__Exercise instructions__: Go through the entries below and say how many lines contain the string "around"; write only that number.

(Entries taken from a collection)
[Start of section]
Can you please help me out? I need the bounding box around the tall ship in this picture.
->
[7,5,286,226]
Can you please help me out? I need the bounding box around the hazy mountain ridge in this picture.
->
[End of section]
__Task solution__: 2